## EXERCISE GOAL:
Starting with the line that contains "Target: shed roof" and going on through the line that contains "column 547, row 204", write those lines of the rows again with "Target" changed to "Object" and nothing else altered. Leave the pictures out of your answer.

# START OF STORED DATA

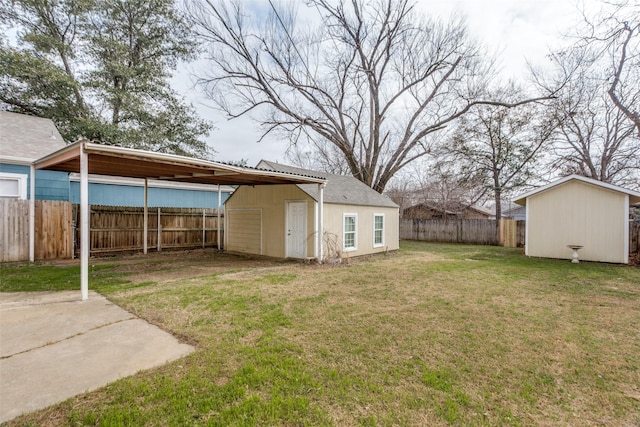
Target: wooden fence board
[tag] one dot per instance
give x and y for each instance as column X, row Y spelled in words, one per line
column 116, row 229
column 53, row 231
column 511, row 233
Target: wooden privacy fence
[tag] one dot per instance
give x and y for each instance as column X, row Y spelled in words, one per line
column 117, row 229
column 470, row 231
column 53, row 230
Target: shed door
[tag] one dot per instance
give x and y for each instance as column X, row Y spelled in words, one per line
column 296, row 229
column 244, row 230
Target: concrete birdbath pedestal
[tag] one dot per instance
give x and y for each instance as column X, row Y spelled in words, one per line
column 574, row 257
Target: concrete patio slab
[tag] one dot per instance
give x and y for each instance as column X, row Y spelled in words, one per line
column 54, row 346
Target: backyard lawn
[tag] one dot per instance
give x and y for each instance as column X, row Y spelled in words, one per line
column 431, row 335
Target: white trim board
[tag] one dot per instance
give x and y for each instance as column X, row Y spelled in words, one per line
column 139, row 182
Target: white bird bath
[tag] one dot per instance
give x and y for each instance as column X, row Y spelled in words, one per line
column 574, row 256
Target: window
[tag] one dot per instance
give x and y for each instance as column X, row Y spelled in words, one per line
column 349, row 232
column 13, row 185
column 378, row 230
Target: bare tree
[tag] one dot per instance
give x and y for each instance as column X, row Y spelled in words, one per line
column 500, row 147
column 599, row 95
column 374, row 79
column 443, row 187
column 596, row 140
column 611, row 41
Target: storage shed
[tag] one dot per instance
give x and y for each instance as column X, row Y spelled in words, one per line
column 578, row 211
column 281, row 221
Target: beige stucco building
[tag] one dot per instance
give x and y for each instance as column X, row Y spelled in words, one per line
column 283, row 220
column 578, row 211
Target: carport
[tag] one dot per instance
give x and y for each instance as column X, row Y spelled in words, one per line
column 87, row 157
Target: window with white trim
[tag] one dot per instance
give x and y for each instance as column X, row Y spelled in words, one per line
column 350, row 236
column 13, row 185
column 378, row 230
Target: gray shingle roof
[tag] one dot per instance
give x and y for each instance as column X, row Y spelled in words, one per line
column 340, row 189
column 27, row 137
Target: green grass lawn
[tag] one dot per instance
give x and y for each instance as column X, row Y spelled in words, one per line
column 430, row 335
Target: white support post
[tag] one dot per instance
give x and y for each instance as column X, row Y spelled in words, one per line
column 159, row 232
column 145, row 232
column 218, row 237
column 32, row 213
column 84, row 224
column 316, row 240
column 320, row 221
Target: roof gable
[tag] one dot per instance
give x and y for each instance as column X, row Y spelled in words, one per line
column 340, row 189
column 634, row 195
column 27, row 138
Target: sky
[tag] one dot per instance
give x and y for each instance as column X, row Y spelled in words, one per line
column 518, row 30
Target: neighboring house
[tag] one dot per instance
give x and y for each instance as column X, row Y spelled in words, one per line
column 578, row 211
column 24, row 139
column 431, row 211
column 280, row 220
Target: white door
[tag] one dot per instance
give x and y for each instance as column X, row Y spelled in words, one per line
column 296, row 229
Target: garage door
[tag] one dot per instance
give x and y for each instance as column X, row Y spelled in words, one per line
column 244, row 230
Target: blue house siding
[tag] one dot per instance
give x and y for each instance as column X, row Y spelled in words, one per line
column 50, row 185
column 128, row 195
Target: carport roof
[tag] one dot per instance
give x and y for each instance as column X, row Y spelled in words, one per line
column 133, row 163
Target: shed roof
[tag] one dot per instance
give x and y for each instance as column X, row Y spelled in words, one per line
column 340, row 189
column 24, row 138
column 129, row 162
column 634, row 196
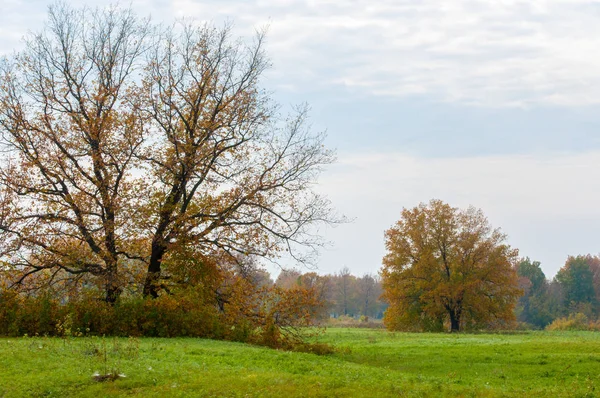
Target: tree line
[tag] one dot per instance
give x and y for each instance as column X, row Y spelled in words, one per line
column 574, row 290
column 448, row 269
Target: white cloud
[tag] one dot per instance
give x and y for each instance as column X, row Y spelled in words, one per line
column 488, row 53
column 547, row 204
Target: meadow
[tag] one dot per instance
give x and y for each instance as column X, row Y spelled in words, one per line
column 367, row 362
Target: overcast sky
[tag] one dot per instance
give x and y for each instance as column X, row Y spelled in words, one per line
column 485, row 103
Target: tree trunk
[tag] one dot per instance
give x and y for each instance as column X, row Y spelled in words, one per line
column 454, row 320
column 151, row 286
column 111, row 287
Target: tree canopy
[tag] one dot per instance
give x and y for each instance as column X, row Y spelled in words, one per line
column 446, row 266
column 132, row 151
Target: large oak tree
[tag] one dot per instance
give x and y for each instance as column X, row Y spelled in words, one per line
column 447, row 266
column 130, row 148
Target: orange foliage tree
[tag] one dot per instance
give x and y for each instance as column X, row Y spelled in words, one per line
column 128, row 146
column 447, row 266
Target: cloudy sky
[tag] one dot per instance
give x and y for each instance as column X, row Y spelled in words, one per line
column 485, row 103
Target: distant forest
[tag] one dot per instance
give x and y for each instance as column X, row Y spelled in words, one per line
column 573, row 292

# END OF STORED DATA

## OUTPUT OF THE EXERCISE:
Object: shed roof
[tag] one dot per instance
give x and y for each instance as column X, row Y spelled in words, one per line
column 340, row 189
column 24, row 138
column 129, row 162
column 634, row 196
Object: tree line
[tag] one dot per instance
give x and y for each instance as column X, row Y spelled in words, one per line
column 574, row 290
column 448, row 269
Object: white cloud
[tag] one dot per instance
give x and y for each instance as column X, row Y spelled in words, one per line
column 488, row 53
column 547, row 204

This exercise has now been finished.